→ Goals:
#1 Decide whether each statement agrees with the excerpt on cattle towns, placed before the material. Answer yes or no for each and quote the deciding words from the excerpt. (a) Cattle towns were located where railroads met livestock trails. (b) Cow towns flourished until the 1920s. (c) The seasonal cattle drives these towns relied on came from Texas.
#2 Name every U.S. state mentioned in the excerpt on cattle towns that precedes the material.
#3 Continue the excerpt on cattle towns, which comes before the material, from the point where it ends.

→ Page excerpt:
• • • •

What was the purpose of the cattle towns?

Cattle towns were midwestern frontier settlements that catered to the cattle industry. The economies of these communities were heavily dependent on the seasonal cattle drives from Texas, which brought the cowboys and the cattle that these towns relied upon. Cattle towns were found at the junctions of railroads and livestock trails.

When did the cow towns start and end?

COW TOWNS. A by-product of the dramatic growth of the cattle business in the latter part of the nineteenth century, cow towns flourished from 1867 until the 1890s when railroads ended the necessity for long cattle drives.

Why did cattle towns start in Kansas and Nebraska?

• • • •

→ Listed records:
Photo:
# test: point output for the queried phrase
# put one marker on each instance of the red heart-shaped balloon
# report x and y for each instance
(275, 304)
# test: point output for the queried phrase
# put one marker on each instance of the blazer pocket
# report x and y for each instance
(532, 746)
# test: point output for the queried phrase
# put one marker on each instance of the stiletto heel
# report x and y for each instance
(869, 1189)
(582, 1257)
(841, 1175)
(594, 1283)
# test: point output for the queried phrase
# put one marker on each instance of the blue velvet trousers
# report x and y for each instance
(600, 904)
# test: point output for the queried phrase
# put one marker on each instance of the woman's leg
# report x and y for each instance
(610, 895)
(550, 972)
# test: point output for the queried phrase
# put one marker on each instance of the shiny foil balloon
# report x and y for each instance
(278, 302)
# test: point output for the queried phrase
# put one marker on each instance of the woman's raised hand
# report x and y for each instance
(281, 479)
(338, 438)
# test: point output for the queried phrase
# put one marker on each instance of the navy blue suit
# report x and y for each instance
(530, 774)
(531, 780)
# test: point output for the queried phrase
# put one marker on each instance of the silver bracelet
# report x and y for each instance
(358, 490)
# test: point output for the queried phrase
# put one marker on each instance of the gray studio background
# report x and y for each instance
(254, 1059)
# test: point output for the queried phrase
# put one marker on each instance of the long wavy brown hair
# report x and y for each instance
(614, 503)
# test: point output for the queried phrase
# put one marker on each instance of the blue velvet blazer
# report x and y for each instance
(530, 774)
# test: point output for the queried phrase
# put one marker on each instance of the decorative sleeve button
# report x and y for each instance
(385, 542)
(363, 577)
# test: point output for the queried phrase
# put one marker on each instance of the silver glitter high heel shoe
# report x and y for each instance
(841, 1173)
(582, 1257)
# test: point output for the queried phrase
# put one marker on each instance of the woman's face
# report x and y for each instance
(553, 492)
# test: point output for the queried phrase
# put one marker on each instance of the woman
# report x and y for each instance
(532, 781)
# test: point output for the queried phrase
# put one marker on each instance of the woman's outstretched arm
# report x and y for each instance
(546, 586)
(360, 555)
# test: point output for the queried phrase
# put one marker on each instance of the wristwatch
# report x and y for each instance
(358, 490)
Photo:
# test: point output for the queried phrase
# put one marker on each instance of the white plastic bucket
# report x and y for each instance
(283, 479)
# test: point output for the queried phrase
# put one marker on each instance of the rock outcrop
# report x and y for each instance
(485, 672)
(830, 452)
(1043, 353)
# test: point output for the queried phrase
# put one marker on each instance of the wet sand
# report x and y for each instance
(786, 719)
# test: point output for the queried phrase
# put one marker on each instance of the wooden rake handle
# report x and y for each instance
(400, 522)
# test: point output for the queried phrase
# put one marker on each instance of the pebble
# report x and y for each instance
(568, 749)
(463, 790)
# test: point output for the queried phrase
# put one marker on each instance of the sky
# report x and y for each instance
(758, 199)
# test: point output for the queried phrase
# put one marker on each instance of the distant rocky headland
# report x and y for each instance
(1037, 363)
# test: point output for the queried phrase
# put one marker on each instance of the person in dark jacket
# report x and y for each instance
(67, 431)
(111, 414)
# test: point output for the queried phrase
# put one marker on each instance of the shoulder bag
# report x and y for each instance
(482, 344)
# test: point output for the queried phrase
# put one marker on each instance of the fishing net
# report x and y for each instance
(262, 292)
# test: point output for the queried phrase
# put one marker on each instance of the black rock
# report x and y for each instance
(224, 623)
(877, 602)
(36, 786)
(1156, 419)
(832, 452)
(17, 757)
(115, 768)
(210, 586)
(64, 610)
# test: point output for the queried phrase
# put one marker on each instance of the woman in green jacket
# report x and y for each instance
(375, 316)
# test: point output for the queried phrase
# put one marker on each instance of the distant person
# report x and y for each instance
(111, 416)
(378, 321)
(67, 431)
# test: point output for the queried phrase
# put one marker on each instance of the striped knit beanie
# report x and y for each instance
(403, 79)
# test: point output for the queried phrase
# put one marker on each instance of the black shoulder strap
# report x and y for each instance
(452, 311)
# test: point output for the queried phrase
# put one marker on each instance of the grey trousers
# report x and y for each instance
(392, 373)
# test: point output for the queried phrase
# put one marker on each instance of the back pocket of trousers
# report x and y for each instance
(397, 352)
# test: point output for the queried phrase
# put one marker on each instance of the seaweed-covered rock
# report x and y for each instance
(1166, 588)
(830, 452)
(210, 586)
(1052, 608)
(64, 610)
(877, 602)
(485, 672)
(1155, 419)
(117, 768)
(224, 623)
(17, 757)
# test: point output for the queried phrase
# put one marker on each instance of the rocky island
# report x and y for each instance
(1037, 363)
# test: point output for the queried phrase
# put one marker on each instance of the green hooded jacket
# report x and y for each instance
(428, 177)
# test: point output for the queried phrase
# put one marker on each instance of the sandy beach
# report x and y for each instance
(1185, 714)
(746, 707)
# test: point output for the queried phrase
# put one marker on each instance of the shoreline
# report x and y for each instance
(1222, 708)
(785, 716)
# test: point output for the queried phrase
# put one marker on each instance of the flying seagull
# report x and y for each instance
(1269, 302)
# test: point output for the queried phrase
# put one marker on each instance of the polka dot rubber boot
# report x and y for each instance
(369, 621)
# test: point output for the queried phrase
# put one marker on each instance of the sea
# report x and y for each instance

• • • •

→ Responses for each task:
#1
(a) Yes: "Cattle towns were found at the junctions of railroads and livestock trails."
(b) No: "cow towns flourished from 1867 until the 1890s"
(c) Yes: "the seasonal cattle drives from Texas"

#2 Texas, Kansas, Nebraska

#3
As many Texan cattle drivers became dissatisfied with the Kansas Pacific Railroad, they began to look to the lower prices of the Union Pacific. Additionally the influx of settlers, farmers and ranchers onto what used to be the cattle trails in Kansas and Nebraska forced old towns to be abandoned and new ones to be founded.

When did Dodge City become a cattle town?

In 1875 the three of them Ellsworth, Newton and Wichita lost access to the cattle trails because of expansive rural settlement around the towns. Dodge City became the major cattle town in 1876, and Caldwell joined it in 1880, but both towns were closed to the cattle trade in 1885 when Kansas outlawed the importation of Texan cattle.